> _Source passage_
Some forms of workplace misconduct may appear so serious as to obviously justify dismissal as a matter of common sense. However, as an instructive decision of the Employment Appeal Tribunal (EAT) showed, the need for even-handed fairness and consistency is a constant in every employment case, no matter how grave (Doy v Clays Limited).
The matter concerned a worker who was said to have made extreme verbal threats to his line manager and another senior employee in the midst of a pay dispute. He was, amongst other things, alleged to have expressed a hope that they both died and that their children got cancer. The line manager said that he took a threat that the worker would find out where he lived and contact his wife so seriously that he felt the need to move his family out of his home.
Following an internal disciplinary process, the worker was dismissed on grounds that his threatening behaviour amounted to gross misconduct and had resulted in a complete breakdown of his employer’s trust and confidence in him. His unfair dismissal complaint was later dismissed by an Employment Tribunal (ET) on the basis that his dismissal was proportionate.
In upholding the worker’s challenge to that decision, however, the EAT found that the ET had failed to deal adequately with his complaint that there was an unfair disparity between his treatment and that of a woman co-worker who was alleged to have kept her job despite hitting two colleagues.
Although the ET had summarised the worker’s case on the disparity issue, it had failed to make any factual findings on the point or to explain how, if at all, such findings affected its analysis of the unfair dismissal claim. The result was that the worker did not know why his arguments on the point had failed. The ET having erred in law, the worker’s case was sent back to a freshly constituted ET for a complete rehearing.

> _Source data_
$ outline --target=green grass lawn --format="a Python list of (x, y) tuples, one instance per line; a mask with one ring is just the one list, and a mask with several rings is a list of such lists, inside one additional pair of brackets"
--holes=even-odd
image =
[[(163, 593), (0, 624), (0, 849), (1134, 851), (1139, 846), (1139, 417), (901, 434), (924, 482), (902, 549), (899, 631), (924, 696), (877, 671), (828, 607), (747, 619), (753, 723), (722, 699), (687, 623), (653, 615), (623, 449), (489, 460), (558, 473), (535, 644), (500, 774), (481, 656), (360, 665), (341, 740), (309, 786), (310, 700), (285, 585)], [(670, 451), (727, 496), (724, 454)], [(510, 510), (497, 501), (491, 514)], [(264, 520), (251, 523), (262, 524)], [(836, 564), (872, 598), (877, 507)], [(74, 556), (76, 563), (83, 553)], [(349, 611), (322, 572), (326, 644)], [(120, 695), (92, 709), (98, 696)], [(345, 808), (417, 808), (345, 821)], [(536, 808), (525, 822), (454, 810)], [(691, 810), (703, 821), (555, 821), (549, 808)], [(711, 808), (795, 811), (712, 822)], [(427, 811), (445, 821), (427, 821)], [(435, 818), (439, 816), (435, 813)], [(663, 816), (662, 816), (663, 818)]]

> _What you will do_
Return the passage from the employment appeal text verbatim, starting at "In upholding the" and ending at "hitting two colleagues.". Rely solely on the text for what comes next.

> _Exercise result_
In upholding the worker’s challenge to that decision, however, the EAT found that the ET had failed to deal adequately with his complaint that there was an unfair disparity between his treatment and that of a woman co-worker who was alleged to have kept her job despite hitting two colleagues.